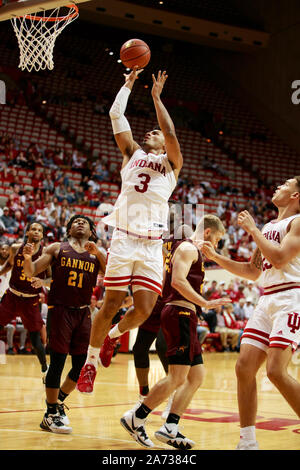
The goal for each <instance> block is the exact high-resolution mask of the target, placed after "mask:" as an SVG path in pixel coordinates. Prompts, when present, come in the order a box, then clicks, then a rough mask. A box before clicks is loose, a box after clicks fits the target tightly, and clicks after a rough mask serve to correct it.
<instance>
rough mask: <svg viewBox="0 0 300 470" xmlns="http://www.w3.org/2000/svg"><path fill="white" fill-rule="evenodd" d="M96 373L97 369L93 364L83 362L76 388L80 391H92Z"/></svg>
mask: <svg viewBox="0 0 300 470" xmlns="http://www.w3.org/2000/svg"><path fill="white" fill-rule="evenodd" d="M96 374H97V371H96V368H95V366H93V364H88V363H87V364H85V365H84V366H83V368H82V369H81V372H80V376H79V379H78V381H77V384H76V389H77V390H78V391H79V392H81V393H93V389H94V382H95V378H96Z"/></svg>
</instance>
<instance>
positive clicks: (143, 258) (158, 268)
mask: <svg viewBox="0 0 300 470" xmlns="http://www.w3.org/2000/svg"><path fill="white" fill-rule="evenodd" d="M162 244H163V242H162V239H147V238H138V237H136V236H132V235H128V234H127V233H124V232H121V231H120V230H114V232H113V237H112V240H111V245H110V250H109V255H108V258H107V265H106V271H105V277H104V286H105V288H106V289H114V290H127V288H128V286H129V285H131V286H132V291H133V292H135V291H136V290H139V289H145V290H151V291H154V292H156V293H157V294H159V295H160V294H161V292H162V280H163V253H162Z"/></svg>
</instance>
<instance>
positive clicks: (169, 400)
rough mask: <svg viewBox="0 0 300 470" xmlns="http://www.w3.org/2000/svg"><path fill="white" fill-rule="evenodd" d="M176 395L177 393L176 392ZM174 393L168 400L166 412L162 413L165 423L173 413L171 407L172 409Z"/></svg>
mask: <svg viewBox="0 0 300 470" xmlns="http://www.w3.org/2000/svg"><path fill="white" fill-rule="evenodd" d="M174 393H175V392H174ZM174 393H173V394H172V395H171V396H170V398H169V400H168V403H167V405H166V407H165V409H164V411H163V412H162V414H161V419H163V420H164V421H166V419H167V417H168V416H169V414H170V411H171V407H172V403H173V398H174Z"/></svg>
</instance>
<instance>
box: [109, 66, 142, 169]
mask: <svg viewBox="0 0 300 470" xmlns="http://www.w3.org/2000/svg"><path fill="white" fill-rule="evenodd" d="M142 71H143V69H140V70H137V68H136V67H134V69H133V70H132V72H131V73H130V74H128V75H126V74H124V76H125V84H124V85H123V86H122V87H121V89H120V91H119V92H118V94H117V96H116V98H115V101H114V102H113V104H112V107H111V108H110V110H109V116H110V119H111V124H112V129H113V133H114V136H115V140H116V142H117V145H118V147H119V149H120V151H121V153H122V155H123V164H122V167H123V166H125V165H126V163H127V162H128V160H129V159H130V158H131V156H132V155H133V153H134V152H135V151H136V150H137V149H138V148H140V146H139V145H138V144H137V142H135V141H134V139H133V136H132V132H131V128H130V125H129V122H128V120H127V118H126V117H125V111H126V106H127V102H128V98H129V95H130V93H131V90H132V87H133V85H134V82H135V81H136V79H137V78H138V75H139V74H140V73H141V72H142Z"/></svg>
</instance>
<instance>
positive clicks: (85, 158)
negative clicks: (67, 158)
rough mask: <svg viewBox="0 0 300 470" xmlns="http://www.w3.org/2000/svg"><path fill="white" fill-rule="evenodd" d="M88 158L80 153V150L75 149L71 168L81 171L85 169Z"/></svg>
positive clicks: (72, 155)
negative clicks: (79, 152)
mask: <svg viewBox="0 0 300 470" xmlns="http://www.w3.org/2000/svg"><path fill="white" fill-rule="evenodd" d="M85 163H86V158H85V157H84V156H83V155H81V154H79V152H78V150H74V152H73V154H72V161H71V168H72V170H75V171H81V172H82V170H83V169H84V167H85Z"/></svg>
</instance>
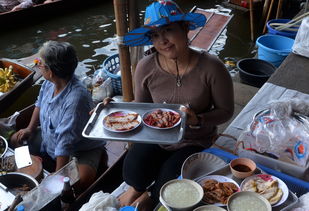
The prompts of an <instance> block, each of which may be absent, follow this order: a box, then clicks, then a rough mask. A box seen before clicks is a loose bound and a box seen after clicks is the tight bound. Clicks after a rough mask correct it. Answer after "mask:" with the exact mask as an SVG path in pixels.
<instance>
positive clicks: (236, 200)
mask: <svg viewBox="0 0 309 211" xmlns="http://www.w3.org/2000/svg"><path fill="white" fill-rule="evenodd" d="M237 201H238V202H237ZM237 205H238V206H237ZM233 206H236V207H235V208H236V209H234V207H233ZM245 206H248V207H250V208H251V209H252V210H258V211H271V210H272V209H271V205H270V203H269V202H268V200H267V199H266V198H264V197H263V196H261V195H259V194H258V193H254V192H250V191H242V192H237V193H234V194H233V195H232V196H231V197H230V198H229V199H228V201H227V210H228V211H245V210H248V207H245Z"/></svg>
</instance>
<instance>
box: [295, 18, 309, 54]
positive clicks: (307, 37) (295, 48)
mask: <svg viewBox="0 0 309 211" xmlns="http://www.w3.org/2000/svg"><path fill="white" fill-rule="evenodd" d="M292 51H293V53H296V54H299V55H302V56H305V57H308V58H309V16H308V17H306V18H304V19H303V20H302V23H301V25H300V27H299V29H298V32H297V34H296V37H295V42H294V45H293V47H292Z"/></svg>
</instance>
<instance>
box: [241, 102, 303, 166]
mask: <svg viewBox="0 0 309 211" xmlns="http://www.w3.org/2000/svg"><path fill="white" fill-rule="evenodd" d="M308 113H309V102H305V101H300V100H296V101H295V100H293V101H292V100H285V101H276V102H273V103H271V104H270V105H269V106H267V108H265V109H264V110H262V111H260V112H259V113H257V114H256V115H255V116H254V118H253V120H252V122H251V124H250V125H249V126H248V127H247V129H246V130H244V131H243V132H242V134H241V135H240V136H239V138H238V141H241V142H243V143H244V148H245V149H247V150H251V151H255V152H257V153H262V154H265V155H268V156H270V157H273V158H276V159H279V160H282V161H286V162H289V163H293V164H296V165H298V166H302V167H305V166H306V165H307V164H308V159H309V151H308V150H309V119H308V117H307V115H308Z"/></svg>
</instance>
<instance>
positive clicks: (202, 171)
mask: <svg viewBox="0 0 309 211" xmlns="http://www.w3.org/2000/svg"><path fill="white" fill-rule="evenodd" d="M225 165H226V163H225V162H224V161H223V160H222V159H221V158H219V157H218V156H216V155H213V154H211V153H207V152H198V153H194V154H192V155H190V156H189V157H188V158H187V159H186V160H185V161H184V162H183V164H182V167H181V176H182V178H185V179H196V178H198V177H200V176H203V175H206V174H208V173H210V172H212V171H215V170H217V169H219V168H222V167H223V166H225Z"/></svg>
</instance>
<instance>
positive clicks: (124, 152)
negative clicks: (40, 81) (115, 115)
mask: <svg viewBox="0 0 309 211" xmlns="http://www.w3.org/2000/svg"><path fill="white" fill-rule="evenodd" d="M33 109H34V105H31V106H28V107H26V108H25V109H23V110H21V111H20V115H19V116H18V117H17V119H16V129H17V130H19V129H22V128H25V127H27V126H28V124H29V122H30V119H31V116H32V112H33ZM105 148H106V156H107V166H105V165H104V164H103V165H101V166H100V167H99V169H98V176H97V179H96V180H95V182H94V183H93V184H92V185H91V186H89V187H88V188H87V189H86V190H85V191H84V192H83V193H81V194H80V195H79V196H78V197H77V199H76V200H75V202H74V203H73V204H72V205H71V207H70V209H69V210H78V209H79V208H80V207H81V206H82V205H83V204H85V203H86V202H88V201H89V199H90V197H91V195H92V194H93V193H95V192H98V191H100V190H102V191H103V192H109V193H111V192H112V191H113V190H114V189H116V188H117V187H118V186H119V185H120V184H121V183H122V182H123V179H122V163H123V160H124V157H125V154H126V152H127V143H126V142H115V141H107V143H106V146H105ZM57 205H58V204H57ZM57 205H56V204H55V206H57ZM52 206H53V204H51V207H48V208H52Z"/></svg>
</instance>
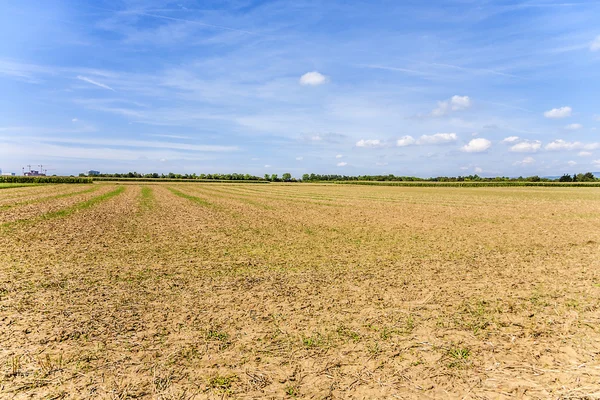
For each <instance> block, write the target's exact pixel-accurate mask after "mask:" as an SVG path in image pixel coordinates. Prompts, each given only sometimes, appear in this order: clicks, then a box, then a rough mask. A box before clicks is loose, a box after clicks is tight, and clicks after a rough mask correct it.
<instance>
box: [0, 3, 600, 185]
mask: <svg viewBox="0 0 600 400" xmlns="http://www.w3.org/2000/svg"><path fill="white" fill-rule="evenodd" d="M1 3H2V5H1V7H2V12H1V13H0V37H2V38H3V39H2V40H0V93H1V95H0V110H1V111H0V168H1V169H2V170H3V172H16V173H21V171H22V170H21V168H22V167H24V166H26V165H32V168H33V169H35V167H36V166H37V165H39V164H42V165H44V168H48V174H57V175H70V174H78V173H80V172H84V171H87V170H92V169H93V170H98V171H101V172H103V173H113V172H128V171H137V172H140V173H151V172H159V173H167V172H175V173H181V174H184V173H190V174H191V173H197V174H199V173H216V172H222V173H229V172H240V173H250V174H255V175H259V176H262V175H263V174H265V173H268V174H273V173H277V174H282V173H284V172H289V173H291V174H292V175H293V176H296V177H300V176H301V175H302V174H304V173H313V172H314V173H321V174H343V175H360V174H395V175H412V176H421V177H430V176H456V175H469V174H479V175H480V176H498V175H502V176H519V175H523V176H529V175H540V176H554V175H561V174H563V173H570V174H573V173H575V172H586V171H600V131H599V130H598V128H600V102H599V101H598V99H599V97H598V93H600V79H599V78H600V24H598V16H600V1H591V0H590V1H582V0H572V1H568V0H566V1H550V0H544V1H541V0H527V1H524V0H519V1H517V0H503V1H502V0H498V1H485V0H479V1H475V0H432V1H427V2H424V1H420V0H405V1H398V0H369V1H366V0H365V1H348V0H328V1H326V2H325V1H307V0H294V1H264V0H256V1H252V0H232V1H227V0H219V1H212V0H206V1H192V0H178V1H163V0H121V1H106V0H104V1H103V0H94V1H90V0H78V1H74V0H71V1H67V0H64V1H61V0H37V1H33V0H2V1H1Z"/></svg>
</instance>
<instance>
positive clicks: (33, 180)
mask: <svg viewBox="0 0 600 400" xmlns="http://www.w3.org/2000/svg"><path fill="white" fill-rule="evenodd" d="M0 183H92V178H76V177H71V176H0Z"/></svg>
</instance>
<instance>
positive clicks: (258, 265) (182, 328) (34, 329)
mask: <svg viewBox="0 0 600 400" xmlns="http://www.w3.org/2000/svg"><path fill="white" fill-rule="evenodd" d="M599 206H600V189H595V188H581V189H576V188H471V189H459V188H412V187H406V188H401V187H372V186H352V185H348V186H345V185H330V186H327V185H301V186H300V185H264V186H262V185H261V186H250V185H234V184H223V185H220V184H215V183H211V184H206V185H204V184H145V183H140V184H123V185H110V184H102V185H93V186H90V185H82V186H78V187H77V188H70V187H66V186H48V187H44V188H41V189H40V188H39V187H34V188H17V189H9V190H3V191H0V224H4V225H3V226H4V227H3V228H2V227H0V393H3V396H15V397H16V398H20V397H34V398H38V397H51V398H60V397H61V396H62V397H63V398H97V397H100V398H128V397H131V398H133V397H148V398H162V399H171V398H173V399H174V398H177V399H187V398H215V399H217V398H218V399H220V398H223V397H231V398H293V397H307V398H356V399H366V398H392V397H394V396H395V397H397V398H466V399H469V398H473V399H475V398H491V399H497V398H506V399H509V398H511V399H512V398H539V399H542V398H585V396H590V398H593V396H594V395H597V390H598V389H597V388H598V384H599V382H600V362H599V359H598V357H599V355H600V335H599V334H600V332H599V330H600V328H599V326H600V312H599V303H600V300H599V299H600V269H599V267H600V257H598V254H599V251H600V207H599Z"/></svg>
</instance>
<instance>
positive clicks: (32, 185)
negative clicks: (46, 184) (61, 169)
mask: <svg viewBox="0 0 600 400" xmlns="http://www.w3.org/2000/svg"><path fill="white" fill-rule="evenodd" d="M28 186H39V185H38V184H36V183H0V189H16V188H18V187H28Z"/></svg>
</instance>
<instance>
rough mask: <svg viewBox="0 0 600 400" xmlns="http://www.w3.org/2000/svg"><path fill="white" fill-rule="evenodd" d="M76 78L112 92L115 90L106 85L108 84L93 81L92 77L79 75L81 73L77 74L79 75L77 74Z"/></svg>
mask: <svg viewBox="0 0 600 400" xmlns="http://www.w3.org/2000/svg"><path fill="white" fill-rule="evenodd" d="M77 79H79V80H80V81H84V82H87V83H90V84H92V85H95V86H98V87H101V88H103V89H108V90H112V91H113V92H116V90H115V89H113V88H111V87H110V86H108V85H105V84H104V83H100V82H98V81H95V80H93V79H90V78H88V77H86V76H81V75H79V76H77Z"/></svg>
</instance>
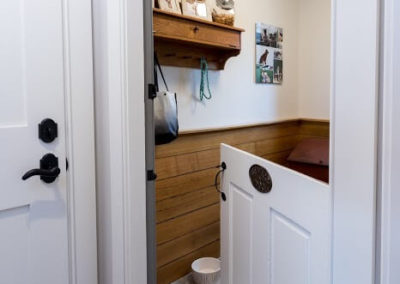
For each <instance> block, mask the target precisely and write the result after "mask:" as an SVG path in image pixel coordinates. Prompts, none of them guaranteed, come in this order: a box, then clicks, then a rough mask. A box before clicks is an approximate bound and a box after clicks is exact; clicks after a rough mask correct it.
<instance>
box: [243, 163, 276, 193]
mask: <svg viewBox="0 0 400 284" xmlns="http://www.w3.org/2000/svg"><path fill="white" fill-rule="evenodd" d="M249 176H250V180H251V183H252V184H253V186H254V188H255V189H257V190H258V191H259V192H261V193H268V192H270V191H271V189H272V178H271V176H270V174H269V172H268V171H267V169H266V168H264V167H261V166H259V165H253V166H251V168H250V170H249Z"/></svg>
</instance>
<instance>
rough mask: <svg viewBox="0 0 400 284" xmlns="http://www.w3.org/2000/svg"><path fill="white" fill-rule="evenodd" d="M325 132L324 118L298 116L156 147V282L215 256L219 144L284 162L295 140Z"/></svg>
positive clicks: (159, 280) (168, 278) (218, 208)
mask: <svg viewBox="0 0 400 284" xmlns="http://www.w3.org/2000/svg"><path fill="white" fill-rule="evenodd" d="M328 135H329V124H328V123H326V122H313V121H301V120H296V121H287V122H282V123H276V124H270V125H262V126H253V127H246V128H237V129H228V130H221V131H212V132H204V133H192V134H185V135H182V136H180V137H179V138H178V139H177V140H176V141H174V142H172V143H171V144H168V145H162V146H157V147H156V172H157V175H158V179H157V182H156V202H157V204H156V209H157V269H158V283H159V284H166V283H168V284H169V283H170V282H172V281H174V280H177V279H179V278H180V277H182V276H184V275H186V274H187V273H189V272H190V265H191V263H192V261H193V260H195V259H197V258H199V257H203V256H214V257H219V254H220V252H219V238H220V232H219V214H220V212H219V210H220V209H219V195H218V194H217V193H216V191H215V189H214V186H213V183H214V177H215V174H216V172H217V168H216V166H217V165H218V164H219V162H220V153H219V145H220V143H226V144H229V145H232V146H235V147H237V148H240V149H242V150H245V151H248V152H250V153H253V154H256V155H258V156H261V157H264V158H267V159H269V160H272V161H275V162H277V163H284V162H285V160H286V157H287V156H288V155H289V153H290V152H291V150H292V149H293V148H294V146H295V145H296V144H297V142H298V141H299V139H303V138H306V137H311V136H325V137H326V136H328Z"/></svg>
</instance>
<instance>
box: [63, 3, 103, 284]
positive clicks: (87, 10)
mask: <svg viewBox="0 0 400 284" xmlns="http://www.w3.org/2000/svg"><path fill="white" fill-rule="evenodd" d="M62 5H63V6H62V7H63V11H62V14H63V19H62V27H63V49H64V98H65V129H66V136H65V137H66V157H67V160H68V171H67V204H68V208H67V211H68V234H69V235H68V241H69V245H68V250H69V281H70V283H72V284H96V283H97V241H96V239H97V233H96V180H95V155H94V107H93V98H94V97H93V60H92V58H93V49H92V5H91V1H90V0H63V1H62Z"/></svg>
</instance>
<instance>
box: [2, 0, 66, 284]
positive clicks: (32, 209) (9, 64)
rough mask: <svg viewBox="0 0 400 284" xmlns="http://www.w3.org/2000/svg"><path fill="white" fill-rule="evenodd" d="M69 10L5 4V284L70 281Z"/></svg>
mask: <svg viewBox="0 0 400 284" xmlns="http://www.w3.org/2000/svg"><path fill="white" fill-rule="evenodd" d="M62 9H63V7H62V1H55V0H39V1H28V0H0V283H1V284H30V283H35V284H63V283H69V280H68V234H67V204H66V177H65V171H66V166H65V165H66V159H65V129H64V128H65V127H64V71H63V70H64V65H63V18H62ZM46 118H50V119H52V120H53V121H54V122H55V123H57V126H58V127H57V128H58V129H57V130H56V129H55V128H54V125H51V123H48V124H45V125H44V126H43V127H42V128H41V129H42V131H43V133H42V135H41V137H42V139H43V140H40V139H39V127H38V125H39V123H40V122H42V121H43V120H44V119H46ZM45 141H46V142H48V143H46V142H45ZM57 163H58V164H57ZM31 170H32V171H31ZM25 174H26V175H25ZM24 175H25V180H23V179H22V177H23V176H24Z"/></svg>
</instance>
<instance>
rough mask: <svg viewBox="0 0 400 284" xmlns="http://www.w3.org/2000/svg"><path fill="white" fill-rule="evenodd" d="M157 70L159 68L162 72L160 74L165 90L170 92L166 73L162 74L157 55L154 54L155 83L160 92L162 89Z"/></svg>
mask: <svg viewBox="0 0 400 284" xmlns="http://www.w3.org/2000/svg"><path fill="white" fill-rule="evenodd" d="M157 68H158V70H160V74H161V77H162V79H163V82H164V85H165V88H166V89H167V91H168V92H169V89H168V85H167V81H166V80H165V77H164V73H163V72H162V69H161V65H160V62H159V61H158V57H157V53H155V52H154V82H155V86H156V90H157V92H158V91H159V90H160V88H159V85H158V74H157Z"/></svg>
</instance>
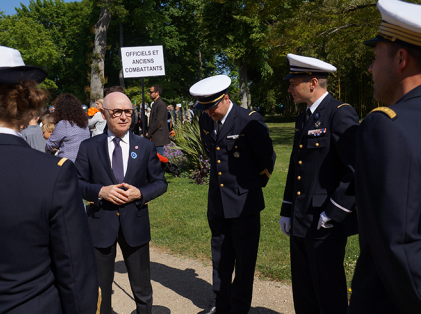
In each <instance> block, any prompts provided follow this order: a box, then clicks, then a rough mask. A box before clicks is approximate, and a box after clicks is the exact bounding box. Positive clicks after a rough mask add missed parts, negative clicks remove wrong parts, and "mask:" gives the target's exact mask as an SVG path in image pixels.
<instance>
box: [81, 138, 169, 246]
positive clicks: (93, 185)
mask: <svg viewBox="0 0 421 314" xmlns="http://www.w3.org/2000/svg"><path fill="white" fill-rule="evenodd" d="M129 136H130V139H129V142H130V143H129V144H130V150H129V160H128V164H127V170H126V175H125V177H124V182H125V183H127V184H130V185H133V186H135V187H137V188H138V189H139V190H140V191H141V193H142V198H141V199H140V200H137V201H134V202H131V203H128V204H124V205H120V206H119V205H115V204H113V203H111V202H109V201H107V200H100V199H98V193H99V191H100V190H101V188H102V187H103V186H108V185H114V184H117V181H116V179H115V177H114V173H113V171H112V168H111V162H110V157H109V154H108V142H107V139H108V137H107V134H101V135H98V136H95V137H92V138H90V139H87V140H85V141H83V142H82V143H81V144H80V148H79V153H78V156H77V159H76V168H77V170H78V174H79V185H80V188H81V191H82V196H83V198H84V199H85V200H87V201H90V202H92V204H91V205H90V206H89V207H88V209H87V215H88V223H89V227H90V229H91V234H92V238H93V241H94V246H95V247H98V248H107V247H110V246H111V245H113V244H114V242H115V241H116V239H117V235H118V230H119V228H120V223H121V228H122V231H123V234H124V237H125V239H126V242H127V244H129V245H130V246H131V247H137V246H141V245H143V244H146V243H148V242H149V241H150V239H151V234H150V225H149V212H148V205H147V203H148V202H149V201H151V200H152V199H154V198H156V197H158V196H160V195H161V194H163V193H165V191H166V190H167V182H166V180H165V177H164V172H163V171H162V168H161V163H160V162H159V159H158V156H157V154H156V149H155V145H154V144H153V143H152V142H151V141H148V140H147V139H144V138H142V137H140V136H137V135H134V134H132V133H130V132H129Z"/></svg>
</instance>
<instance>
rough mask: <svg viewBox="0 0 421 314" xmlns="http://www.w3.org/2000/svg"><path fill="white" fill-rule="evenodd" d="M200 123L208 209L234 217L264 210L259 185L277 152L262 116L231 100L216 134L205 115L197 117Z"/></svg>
mask: <svg viewBox="0 0 421 314" xmlns="http://www.w3.org/2000/svg"><path fill="white" fill-rule="evenodd" d="M199 125H200V134H201V138H202V142H203V145H204V146H205V149H206V151H207V153H208V155H209V157H210V163H211V173H210V180H209V197H208V210H209V211H212V212H214V213H215V214H217V215H219V216H221V217H225V218H237V217H240V216H247V215H251V214H256V213H258V212H259V211H261V210H262V209H264V207H265V202H264V199H263V191H262V187H265V186H266V184H267V182H268V180H269V177H270V175H271V173H272V171H273V167H274V164H275V159H276V155H275V152H274V151H273V147H272V140H271V139H270V137H269V134H268V133H269V130H268V128H267V126H266V125H265V124H264V122H263V118H262V117H261V115H260V114H258V113H256V112H252V111H250V110H247V109H244V108H241V107H239V106H237V105H235V104H234V103H233V106H232V109H231V111H230V113H229V114H228V116H227V118H226V120H225V123H224V124H223V127H222V129H221V131H220V132H219V134H218V136H216V134H215V132H214V129H215V127H214V122H213V120H212V118H211V117H209V116H208V114H206V113H203V114H202V115H201V116H200V119H199Z"/></svg>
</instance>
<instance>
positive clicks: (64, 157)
mask: <svg viewBox="0 0 421 314" xmlns="http://www.w3.org/2000/svg"><path fill="white" fill-rule="evenodd" d="M66 160H67V158H65V157H63V158H62V159H60V161H59V162H58V163H57V165H59V166H60V167H61V166H63V164H64V163H65V162H66Z"/></svg>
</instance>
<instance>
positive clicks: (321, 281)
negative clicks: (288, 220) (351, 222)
mask: <svg viewBox="0 0 421 314" xmlns="http://www.w3.org/2000/svg"><path fill="white" fill-rule="evenodd" d="M346 242H347V238H344V239H333V240H317V239H316V240H315V239H305V238H300V237H294V236H291V241H290V245H291V276H292V292H293V298H294V307H295V313H296V314H345V313H346V312H347V308H348V298H347V287H346V277H345V270H344V266H343V263H344V258H345V247H346Z"/></svg>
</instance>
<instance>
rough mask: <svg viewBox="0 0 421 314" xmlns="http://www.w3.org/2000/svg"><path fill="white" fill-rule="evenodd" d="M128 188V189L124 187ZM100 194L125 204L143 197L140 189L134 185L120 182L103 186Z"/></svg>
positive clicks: (116, 203) (113, 203) (107, 197)
mask: <svg viewBox="0 0 421 314" xmlns="http://www.w3.org/2000/svg"><path fill="white" fill-rule="evenodd" d="M122 188H126V190H124V189H122ZM98 196H99V197H100V198H102V199H105V200H107V201H109V202H111V203H113V204H116V205H124V204H127V203H131V202H133V201H135V200H137V199H140V198H142V193H141V192H140V190H139V189H138V188H136V187H134V186H133V185H130V184H127V183H120V184H116V185H108V186H103V187H102V188H101V190H100V191H99V194H98Z"/></svg>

· · · ·

*Votre consigne*
Modifiez les enregistrements depuis leur début jusqu'à la ligne contenant "373L97 369L93 364L83", celle-ci comprise, en remplaçant "rough mask" par "coarse mask" sans rien changer d'autre. Ne reprenez pas les images dans votre réponse.

*Votre réponse*
The goal for each <instance> block is the exact high-resolution mask of the target, placed after "mask:" as an SVG path in pixel coordinates. Prompts, when present, come in the order a box, then clicks, then a coarse mask. A box before clicks is loose, a box after clicks fits the target tightly, and clicks after a coarse mask serve to correct it.
<instance>
coarse mask: <svg viewBox="0 0 300 470" xmlns="http://www.w3.org/2000/svg"><path fill="white" fill-rule="evenodd" d="M96 373L97 369L93 364L83 362L76 388L80 391H92Z"/></svg>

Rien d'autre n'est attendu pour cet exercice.